* Your instructions
Rescale the coordinates in the answers of the records, copying every line from the one containing "Locate the street" up to and including the last line of the records, requests included. Multiply each coordinate by 2.45 and round it to a whole number, with halves rounded up.
**** Information shown ****
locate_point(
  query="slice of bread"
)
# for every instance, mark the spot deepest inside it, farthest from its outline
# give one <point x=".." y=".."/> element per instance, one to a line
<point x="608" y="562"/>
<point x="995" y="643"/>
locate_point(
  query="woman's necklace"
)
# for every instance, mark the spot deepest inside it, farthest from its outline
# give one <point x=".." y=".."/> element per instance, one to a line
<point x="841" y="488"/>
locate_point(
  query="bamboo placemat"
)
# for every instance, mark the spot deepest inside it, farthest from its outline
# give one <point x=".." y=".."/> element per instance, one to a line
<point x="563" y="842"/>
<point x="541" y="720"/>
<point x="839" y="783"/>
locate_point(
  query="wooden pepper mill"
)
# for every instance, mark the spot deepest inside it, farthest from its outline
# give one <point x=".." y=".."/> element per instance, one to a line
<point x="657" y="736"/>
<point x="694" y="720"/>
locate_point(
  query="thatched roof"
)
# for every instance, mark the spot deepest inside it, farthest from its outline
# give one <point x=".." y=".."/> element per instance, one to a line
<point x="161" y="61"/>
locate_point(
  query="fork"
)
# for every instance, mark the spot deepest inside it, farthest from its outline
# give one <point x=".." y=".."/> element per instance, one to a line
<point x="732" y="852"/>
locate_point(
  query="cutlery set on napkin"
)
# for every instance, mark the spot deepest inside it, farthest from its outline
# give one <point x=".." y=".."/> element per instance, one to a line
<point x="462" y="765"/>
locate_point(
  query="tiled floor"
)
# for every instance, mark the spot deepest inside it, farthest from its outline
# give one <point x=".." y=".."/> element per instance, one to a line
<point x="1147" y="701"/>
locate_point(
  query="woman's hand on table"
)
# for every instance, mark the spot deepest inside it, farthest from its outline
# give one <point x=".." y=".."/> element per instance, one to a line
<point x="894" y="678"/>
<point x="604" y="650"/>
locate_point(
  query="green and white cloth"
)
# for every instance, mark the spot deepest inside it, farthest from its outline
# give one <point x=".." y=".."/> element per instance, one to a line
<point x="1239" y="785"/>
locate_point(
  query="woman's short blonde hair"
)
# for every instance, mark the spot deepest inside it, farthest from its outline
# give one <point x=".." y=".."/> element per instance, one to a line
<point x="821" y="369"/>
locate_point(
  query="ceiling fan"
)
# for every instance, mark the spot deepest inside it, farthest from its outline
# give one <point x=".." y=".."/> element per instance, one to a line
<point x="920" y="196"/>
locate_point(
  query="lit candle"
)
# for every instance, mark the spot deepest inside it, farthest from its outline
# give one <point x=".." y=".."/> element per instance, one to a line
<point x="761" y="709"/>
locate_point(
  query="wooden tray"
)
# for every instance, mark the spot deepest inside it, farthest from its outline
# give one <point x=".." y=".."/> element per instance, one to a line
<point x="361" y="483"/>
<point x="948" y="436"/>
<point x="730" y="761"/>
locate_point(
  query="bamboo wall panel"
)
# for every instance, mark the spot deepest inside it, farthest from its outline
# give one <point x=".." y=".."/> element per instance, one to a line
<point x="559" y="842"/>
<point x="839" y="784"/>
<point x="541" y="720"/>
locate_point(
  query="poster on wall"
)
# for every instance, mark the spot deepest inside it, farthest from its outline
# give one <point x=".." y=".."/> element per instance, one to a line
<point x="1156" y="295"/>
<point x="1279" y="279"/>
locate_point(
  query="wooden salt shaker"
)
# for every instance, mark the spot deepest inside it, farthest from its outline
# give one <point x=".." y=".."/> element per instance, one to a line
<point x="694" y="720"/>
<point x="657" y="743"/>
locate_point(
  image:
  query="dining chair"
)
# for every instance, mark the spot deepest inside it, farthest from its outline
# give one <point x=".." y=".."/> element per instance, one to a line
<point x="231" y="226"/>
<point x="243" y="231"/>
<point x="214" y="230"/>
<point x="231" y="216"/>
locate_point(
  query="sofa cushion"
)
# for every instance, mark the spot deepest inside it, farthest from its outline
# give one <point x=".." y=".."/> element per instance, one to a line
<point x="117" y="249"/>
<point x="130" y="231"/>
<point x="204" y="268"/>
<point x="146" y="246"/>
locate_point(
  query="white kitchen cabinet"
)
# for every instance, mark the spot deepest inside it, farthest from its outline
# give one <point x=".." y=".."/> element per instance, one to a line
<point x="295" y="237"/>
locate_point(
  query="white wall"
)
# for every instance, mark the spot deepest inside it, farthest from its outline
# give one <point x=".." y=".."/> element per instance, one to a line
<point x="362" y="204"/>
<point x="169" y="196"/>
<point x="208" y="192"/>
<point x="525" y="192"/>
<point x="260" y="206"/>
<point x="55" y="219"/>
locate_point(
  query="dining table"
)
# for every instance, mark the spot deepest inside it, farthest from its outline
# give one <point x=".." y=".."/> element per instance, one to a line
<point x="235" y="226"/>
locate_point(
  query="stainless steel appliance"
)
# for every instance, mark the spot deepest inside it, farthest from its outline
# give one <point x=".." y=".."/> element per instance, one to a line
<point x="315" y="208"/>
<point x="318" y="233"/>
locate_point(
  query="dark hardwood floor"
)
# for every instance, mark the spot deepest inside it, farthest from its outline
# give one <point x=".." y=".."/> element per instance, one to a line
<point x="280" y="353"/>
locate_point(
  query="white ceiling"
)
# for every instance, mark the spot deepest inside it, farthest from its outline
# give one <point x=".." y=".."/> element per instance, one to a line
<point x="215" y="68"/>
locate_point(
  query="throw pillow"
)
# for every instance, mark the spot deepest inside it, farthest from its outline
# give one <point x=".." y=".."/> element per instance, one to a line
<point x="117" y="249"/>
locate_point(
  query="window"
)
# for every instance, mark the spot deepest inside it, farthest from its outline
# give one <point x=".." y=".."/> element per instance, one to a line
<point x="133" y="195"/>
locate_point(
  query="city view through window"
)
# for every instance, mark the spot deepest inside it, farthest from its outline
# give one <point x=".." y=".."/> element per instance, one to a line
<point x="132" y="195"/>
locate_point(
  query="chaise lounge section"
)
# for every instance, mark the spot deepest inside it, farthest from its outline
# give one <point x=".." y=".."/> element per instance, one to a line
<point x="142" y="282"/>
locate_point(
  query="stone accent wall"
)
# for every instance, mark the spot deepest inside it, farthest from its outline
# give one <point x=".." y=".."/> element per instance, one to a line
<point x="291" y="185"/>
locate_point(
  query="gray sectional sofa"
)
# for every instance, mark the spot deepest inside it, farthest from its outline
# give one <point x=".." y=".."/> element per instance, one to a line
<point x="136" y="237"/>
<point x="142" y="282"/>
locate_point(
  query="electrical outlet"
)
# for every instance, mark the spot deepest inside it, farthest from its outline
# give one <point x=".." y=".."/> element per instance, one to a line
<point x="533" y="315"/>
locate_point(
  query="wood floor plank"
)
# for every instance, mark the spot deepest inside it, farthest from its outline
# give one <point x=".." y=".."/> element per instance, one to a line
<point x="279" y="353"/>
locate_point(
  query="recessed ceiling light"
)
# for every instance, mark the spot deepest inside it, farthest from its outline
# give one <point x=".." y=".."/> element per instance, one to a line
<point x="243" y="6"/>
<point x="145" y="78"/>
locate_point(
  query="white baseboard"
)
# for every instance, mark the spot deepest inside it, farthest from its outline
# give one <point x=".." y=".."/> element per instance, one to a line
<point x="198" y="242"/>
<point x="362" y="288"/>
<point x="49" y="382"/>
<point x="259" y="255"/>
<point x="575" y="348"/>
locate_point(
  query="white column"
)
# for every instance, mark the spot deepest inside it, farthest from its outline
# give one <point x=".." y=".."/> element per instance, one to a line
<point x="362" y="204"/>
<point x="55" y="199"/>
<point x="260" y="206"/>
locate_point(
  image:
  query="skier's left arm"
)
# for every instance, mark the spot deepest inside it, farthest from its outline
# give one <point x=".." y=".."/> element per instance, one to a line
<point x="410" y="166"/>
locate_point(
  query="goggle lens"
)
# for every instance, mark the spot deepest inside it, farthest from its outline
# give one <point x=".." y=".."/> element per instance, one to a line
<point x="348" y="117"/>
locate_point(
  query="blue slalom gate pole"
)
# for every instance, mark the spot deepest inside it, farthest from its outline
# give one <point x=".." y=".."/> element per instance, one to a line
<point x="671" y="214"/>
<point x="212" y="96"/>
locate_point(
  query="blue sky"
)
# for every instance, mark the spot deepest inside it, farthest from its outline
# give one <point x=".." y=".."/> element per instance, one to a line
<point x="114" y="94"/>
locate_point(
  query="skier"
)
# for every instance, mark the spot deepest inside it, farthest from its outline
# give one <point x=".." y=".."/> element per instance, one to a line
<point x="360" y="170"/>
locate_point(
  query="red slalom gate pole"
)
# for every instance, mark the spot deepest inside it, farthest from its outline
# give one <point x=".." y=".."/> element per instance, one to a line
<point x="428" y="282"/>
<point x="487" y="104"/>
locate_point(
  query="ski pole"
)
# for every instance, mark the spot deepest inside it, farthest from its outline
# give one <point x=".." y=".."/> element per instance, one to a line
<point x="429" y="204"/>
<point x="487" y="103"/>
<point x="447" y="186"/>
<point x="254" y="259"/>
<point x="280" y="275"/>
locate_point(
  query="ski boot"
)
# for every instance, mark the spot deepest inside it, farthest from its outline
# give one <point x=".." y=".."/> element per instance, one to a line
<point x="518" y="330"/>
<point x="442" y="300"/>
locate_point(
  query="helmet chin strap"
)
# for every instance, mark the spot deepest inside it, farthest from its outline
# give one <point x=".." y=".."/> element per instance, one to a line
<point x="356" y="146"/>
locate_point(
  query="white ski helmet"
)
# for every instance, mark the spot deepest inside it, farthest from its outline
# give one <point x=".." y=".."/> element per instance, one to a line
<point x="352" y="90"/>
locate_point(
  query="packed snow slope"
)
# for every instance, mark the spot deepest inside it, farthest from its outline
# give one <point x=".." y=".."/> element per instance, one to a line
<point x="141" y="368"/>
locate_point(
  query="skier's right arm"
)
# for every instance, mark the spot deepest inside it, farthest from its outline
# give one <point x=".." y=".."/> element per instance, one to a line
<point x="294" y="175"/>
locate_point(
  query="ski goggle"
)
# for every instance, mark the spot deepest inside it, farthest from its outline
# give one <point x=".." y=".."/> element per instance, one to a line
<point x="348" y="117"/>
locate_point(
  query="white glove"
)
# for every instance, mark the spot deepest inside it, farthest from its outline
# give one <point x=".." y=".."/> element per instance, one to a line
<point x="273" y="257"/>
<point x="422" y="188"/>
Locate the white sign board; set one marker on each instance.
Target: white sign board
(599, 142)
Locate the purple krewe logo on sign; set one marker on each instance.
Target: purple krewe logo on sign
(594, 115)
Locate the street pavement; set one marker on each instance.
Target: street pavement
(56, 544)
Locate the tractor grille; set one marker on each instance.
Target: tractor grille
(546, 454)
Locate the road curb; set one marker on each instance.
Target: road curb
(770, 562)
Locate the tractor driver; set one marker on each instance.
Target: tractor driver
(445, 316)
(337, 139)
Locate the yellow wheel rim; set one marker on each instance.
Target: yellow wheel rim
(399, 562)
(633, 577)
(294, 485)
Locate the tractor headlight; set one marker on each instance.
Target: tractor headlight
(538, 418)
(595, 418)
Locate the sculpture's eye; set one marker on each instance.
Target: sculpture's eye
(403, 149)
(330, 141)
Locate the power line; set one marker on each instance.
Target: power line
****
* Completed task
Locate the street pavement; set one marker on each instance.
Target: street pavement
(137, 1333)
Locate the tractor grille; set one marker on each instance.
Target: tractor grille
(1338, 1112)
Locate the road curb; set one marker on each instance.
Target: road curb
(1887, 1377)
Locate the tractor driver; set one marker on each instance.
Target: tractor driver
(1090, 774)
(826, 341)
Locate the yellow wheel rim; set one marker on each instance.
Target: yellow wheel rim
(978, 1377)
(1551, 1414)
(720, 1188)
Locate the tractor headlight; set one marker on each instance.
Target: tractor headlight
(1318, 1024)
(1458, 1024)
Locate the sculpture's eye; set one marker on each instance.
Target: sculpture's eye
(987, 365)
(809, 345)
Locate the power line; set one marker on each instance.
Target: power line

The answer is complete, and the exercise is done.